Stored items from a collection:
___

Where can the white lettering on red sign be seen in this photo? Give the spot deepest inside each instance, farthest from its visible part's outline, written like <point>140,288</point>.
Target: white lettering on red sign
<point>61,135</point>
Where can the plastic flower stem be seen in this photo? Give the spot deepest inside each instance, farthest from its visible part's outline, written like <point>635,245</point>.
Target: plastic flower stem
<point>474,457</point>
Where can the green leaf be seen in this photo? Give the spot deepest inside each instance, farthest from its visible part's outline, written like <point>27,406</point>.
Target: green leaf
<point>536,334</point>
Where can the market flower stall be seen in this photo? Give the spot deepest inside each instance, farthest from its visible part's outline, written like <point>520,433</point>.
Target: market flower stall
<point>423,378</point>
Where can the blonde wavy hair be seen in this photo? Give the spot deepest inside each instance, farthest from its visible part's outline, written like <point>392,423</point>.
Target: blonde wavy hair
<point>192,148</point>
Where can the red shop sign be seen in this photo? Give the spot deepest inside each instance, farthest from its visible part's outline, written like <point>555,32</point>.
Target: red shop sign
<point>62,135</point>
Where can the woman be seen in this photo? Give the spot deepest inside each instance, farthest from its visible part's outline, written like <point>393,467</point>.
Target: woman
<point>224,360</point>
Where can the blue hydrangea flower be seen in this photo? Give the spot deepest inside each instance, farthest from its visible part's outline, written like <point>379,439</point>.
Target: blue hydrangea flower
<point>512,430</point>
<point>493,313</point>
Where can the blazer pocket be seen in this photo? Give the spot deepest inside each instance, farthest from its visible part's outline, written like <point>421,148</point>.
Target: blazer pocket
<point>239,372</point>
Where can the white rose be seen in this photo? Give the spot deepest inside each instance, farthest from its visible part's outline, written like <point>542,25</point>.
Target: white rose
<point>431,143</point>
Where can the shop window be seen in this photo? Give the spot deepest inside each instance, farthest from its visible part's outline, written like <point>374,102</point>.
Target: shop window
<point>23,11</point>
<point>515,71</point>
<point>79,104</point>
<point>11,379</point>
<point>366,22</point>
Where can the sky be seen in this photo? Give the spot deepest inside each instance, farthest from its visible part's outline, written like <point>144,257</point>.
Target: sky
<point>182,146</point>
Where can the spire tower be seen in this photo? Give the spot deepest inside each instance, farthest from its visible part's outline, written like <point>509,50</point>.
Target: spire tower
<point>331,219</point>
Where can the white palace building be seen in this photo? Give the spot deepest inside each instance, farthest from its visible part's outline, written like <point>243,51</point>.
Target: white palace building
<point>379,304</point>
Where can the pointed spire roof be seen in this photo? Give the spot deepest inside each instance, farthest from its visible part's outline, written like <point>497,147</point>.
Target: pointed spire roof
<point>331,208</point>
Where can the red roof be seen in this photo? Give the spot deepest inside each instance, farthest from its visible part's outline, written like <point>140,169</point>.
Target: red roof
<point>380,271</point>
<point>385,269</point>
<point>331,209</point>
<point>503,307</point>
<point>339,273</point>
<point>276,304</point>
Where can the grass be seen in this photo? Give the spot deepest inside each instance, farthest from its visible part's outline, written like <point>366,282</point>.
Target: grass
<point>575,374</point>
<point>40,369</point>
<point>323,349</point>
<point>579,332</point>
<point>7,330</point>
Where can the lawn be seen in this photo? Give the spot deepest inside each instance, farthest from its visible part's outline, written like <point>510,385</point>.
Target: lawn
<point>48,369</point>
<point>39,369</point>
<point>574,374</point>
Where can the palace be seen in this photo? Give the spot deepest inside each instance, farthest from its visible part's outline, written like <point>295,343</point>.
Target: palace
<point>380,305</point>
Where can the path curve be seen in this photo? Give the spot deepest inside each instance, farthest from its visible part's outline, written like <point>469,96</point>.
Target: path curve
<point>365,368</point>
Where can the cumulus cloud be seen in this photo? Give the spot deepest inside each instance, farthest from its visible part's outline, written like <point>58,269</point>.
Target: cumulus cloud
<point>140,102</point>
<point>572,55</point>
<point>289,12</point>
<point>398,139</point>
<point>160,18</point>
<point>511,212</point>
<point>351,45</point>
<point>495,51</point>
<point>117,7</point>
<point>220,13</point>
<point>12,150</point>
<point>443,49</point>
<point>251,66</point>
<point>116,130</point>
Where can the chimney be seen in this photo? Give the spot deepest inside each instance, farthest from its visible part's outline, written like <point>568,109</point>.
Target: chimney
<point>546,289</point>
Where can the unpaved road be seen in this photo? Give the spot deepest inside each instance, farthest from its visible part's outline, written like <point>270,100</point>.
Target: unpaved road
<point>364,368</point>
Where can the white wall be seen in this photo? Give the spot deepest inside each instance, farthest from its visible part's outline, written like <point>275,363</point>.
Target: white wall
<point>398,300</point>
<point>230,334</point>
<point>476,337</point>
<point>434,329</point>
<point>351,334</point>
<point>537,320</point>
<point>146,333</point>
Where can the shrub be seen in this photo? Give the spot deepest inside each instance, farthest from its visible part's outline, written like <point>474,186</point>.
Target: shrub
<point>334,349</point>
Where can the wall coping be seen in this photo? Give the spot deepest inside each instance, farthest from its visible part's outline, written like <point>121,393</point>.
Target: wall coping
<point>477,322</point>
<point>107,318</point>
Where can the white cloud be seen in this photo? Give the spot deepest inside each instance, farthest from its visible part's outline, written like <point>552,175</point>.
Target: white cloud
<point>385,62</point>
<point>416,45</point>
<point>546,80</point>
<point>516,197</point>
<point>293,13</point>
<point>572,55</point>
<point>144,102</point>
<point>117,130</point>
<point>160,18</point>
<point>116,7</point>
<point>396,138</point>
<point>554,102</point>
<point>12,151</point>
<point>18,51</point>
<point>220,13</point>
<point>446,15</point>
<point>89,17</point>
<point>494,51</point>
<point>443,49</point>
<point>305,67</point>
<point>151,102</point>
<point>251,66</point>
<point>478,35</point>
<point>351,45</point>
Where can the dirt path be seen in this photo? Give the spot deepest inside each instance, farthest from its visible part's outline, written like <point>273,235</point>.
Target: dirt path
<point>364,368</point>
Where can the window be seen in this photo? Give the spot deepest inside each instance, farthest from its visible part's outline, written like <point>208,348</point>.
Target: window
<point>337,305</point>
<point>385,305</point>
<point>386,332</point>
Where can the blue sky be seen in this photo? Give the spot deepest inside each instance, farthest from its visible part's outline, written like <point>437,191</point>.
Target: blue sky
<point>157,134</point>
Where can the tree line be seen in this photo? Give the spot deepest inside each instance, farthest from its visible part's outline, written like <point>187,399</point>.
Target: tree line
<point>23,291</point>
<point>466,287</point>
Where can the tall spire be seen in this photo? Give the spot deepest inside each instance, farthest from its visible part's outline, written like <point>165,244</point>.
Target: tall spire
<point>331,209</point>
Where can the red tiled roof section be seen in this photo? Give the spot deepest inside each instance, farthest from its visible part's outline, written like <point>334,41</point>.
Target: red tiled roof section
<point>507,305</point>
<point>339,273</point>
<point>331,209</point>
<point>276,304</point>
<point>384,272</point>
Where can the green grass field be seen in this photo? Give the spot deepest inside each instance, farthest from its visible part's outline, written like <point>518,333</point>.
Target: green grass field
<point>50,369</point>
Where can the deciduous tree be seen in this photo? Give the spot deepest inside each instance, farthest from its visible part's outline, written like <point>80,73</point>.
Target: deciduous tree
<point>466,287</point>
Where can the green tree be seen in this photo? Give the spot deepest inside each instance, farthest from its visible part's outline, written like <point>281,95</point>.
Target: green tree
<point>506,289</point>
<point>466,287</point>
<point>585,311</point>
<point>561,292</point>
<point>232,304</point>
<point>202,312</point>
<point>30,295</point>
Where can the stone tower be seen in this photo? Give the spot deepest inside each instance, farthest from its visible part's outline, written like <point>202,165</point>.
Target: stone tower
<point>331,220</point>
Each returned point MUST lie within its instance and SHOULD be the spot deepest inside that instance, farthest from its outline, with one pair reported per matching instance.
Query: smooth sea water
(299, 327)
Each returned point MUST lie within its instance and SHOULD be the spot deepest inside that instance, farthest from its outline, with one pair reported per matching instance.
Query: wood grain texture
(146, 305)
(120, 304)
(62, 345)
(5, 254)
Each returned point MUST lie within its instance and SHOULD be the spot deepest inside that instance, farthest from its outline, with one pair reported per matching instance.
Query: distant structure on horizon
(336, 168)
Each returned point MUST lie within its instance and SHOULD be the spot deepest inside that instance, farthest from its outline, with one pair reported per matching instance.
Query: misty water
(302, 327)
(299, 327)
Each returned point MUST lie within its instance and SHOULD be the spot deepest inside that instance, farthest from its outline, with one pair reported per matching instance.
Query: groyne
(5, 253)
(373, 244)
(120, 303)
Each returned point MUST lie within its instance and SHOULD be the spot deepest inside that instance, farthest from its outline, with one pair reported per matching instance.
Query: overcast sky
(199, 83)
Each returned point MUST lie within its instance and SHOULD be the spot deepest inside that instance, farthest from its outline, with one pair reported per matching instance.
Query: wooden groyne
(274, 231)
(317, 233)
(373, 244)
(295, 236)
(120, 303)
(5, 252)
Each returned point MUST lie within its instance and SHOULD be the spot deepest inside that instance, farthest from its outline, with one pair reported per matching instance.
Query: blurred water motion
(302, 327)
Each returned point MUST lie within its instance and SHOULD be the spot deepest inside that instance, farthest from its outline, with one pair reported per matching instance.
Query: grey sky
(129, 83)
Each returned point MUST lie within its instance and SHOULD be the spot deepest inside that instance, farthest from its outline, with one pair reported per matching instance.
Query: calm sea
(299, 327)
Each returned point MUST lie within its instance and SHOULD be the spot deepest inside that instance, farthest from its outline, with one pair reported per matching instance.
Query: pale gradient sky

___

- **WHAT YOU ARE ASKED TO DO**:
Give back the opening line of the records above and every line after it, up to and including the one with "Where can the green leaf", unchanged.

- **ANSWER BELOW**:
Where can the white lettering on red sign be seen in this photo? Give the spot deepest inside each instance, farthest from its visible part's outline, written like <point>140,288</point>.
Target: white lettering on red sign
<point>61,135</point>
Where can the plastic flower stem be seen in this photo? Give the spot deepest inside each instance, farthest from its visible part's outline, written like <point>635,245</point>.
Target: plastic flower stem
<point>474,457</point>
Where can the green leaf be seen in this photo? Give the spot deepest inside each instance, farthest from its visible part's outline, written like <point>27,406</point>.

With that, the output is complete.